### Quoted passage:
== == ==

Thursday, July 03, 2008
The End of Theory, and the US Army on "the Cusp of Postpositivism"?
In an interesting Small Wars Journal article, Christopher R. Paparone (associate professor in the Army Command and General Staff College’s Department of Logistics and Resource Operations) looks at the new Army FM 3-0, Operations - and argues that this shows that "the Army-at-war is transitioning from a positivist to a postpositivist philosophy." Paparone's argument is often compelling, but a number of questions remain outstanding. In particular, I would doubt whether the type of postpositivism discussed by Paparone will allow the Army to copy with some of the ways in which conflict is now taking place.

== == ==

### Records shown:
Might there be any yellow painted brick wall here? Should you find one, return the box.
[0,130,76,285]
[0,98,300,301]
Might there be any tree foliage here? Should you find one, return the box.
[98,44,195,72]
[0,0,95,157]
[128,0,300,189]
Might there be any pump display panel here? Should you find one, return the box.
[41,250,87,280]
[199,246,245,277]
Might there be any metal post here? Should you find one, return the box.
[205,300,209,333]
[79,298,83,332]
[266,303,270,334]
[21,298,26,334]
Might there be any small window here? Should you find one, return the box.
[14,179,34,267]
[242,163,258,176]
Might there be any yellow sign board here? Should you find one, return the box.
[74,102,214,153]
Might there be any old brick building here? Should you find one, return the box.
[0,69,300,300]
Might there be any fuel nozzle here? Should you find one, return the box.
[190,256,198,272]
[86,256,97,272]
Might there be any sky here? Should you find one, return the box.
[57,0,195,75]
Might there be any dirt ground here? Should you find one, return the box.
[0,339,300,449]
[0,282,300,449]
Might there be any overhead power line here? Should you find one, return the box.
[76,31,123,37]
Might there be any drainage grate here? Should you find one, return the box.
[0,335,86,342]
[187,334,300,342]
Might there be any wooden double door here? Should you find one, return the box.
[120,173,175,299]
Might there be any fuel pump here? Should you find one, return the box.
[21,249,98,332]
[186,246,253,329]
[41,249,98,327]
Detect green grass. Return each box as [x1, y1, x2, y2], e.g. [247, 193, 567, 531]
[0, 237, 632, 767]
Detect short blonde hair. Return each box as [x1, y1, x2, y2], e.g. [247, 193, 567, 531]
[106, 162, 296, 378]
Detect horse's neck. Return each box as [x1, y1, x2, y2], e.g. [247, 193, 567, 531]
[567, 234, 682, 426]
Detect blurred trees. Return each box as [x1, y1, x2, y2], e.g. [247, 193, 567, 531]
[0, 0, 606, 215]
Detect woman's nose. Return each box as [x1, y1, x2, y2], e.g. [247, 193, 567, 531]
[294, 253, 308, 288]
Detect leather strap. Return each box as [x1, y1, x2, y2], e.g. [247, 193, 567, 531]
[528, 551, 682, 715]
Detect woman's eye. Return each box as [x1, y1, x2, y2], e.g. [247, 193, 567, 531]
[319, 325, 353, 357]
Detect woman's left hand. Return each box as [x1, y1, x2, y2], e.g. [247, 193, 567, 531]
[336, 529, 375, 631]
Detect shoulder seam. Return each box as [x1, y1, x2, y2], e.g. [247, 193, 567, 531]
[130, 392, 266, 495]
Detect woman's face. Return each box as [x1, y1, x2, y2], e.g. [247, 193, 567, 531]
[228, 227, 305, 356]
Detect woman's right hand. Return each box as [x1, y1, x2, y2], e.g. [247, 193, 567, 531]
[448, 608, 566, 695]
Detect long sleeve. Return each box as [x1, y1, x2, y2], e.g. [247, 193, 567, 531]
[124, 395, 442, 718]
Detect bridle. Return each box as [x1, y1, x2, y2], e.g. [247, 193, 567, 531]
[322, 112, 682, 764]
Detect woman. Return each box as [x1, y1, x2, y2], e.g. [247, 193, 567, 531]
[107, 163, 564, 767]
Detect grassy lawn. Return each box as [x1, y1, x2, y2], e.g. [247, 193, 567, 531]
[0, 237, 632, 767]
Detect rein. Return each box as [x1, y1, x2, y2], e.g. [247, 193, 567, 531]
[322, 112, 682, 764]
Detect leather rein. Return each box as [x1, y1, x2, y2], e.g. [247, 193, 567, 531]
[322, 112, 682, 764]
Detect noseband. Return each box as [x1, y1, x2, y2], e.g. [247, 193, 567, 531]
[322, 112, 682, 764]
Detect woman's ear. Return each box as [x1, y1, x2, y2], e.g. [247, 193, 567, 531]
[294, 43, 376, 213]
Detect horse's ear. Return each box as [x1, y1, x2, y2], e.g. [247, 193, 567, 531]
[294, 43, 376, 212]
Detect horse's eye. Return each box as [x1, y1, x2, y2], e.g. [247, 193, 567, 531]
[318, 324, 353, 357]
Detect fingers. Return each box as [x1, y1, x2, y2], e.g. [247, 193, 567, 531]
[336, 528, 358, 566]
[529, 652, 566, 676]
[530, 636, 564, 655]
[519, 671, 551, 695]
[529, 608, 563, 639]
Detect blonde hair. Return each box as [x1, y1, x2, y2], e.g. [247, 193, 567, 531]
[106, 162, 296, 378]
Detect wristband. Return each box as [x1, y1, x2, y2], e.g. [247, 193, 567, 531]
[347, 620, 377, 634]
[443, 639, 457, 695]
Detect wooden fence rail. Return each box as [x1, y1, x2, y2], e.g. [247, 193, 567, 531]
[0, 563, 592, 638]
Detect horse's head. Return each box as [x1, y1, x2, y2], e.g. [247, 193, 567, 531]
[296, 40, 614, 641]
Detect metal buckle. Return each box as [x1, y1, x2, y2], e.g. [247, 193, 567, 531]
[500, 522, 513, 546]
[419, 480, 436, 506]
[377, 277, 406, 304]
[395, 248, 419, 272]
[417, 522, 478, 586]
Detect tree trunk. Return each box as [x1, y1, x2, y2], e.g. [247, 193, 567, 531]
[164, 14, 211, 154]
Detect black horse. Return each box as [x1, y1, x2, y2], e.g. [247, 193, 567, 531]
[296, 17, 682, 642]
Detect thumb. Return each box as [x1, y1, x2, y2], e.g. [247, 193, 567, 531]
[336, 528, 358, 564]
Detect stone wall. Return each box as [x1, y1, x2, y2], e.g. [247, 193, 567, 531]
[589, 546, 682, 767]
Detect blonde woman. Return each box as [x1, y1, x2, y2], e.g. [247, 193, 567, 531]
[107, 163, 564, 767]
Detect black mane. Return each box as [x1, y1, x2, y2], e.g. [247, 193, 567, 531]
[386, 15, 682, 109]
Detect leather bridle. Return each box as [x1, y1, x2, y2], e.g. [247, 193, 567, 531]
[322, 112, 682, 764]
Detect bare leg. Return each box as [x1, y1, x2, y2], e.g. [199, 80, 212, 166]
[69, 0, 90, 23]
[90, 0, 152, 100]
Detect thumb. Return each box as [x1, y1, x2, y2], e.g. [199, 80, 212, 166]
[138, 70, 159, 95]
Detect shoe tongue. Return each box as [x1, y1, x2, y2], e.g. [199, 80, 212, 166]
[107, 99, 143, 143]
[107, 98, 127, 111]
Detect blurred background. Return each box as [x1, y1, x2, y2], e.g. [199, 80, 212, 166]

== == ==

### What to produce:
In the blog post on the Army and postpositivism, list in order every occurrence of a word that contains the letters "positiv", including the headline.

### Answer section:
Postpositivism
positivist
postpositivist
postpositivism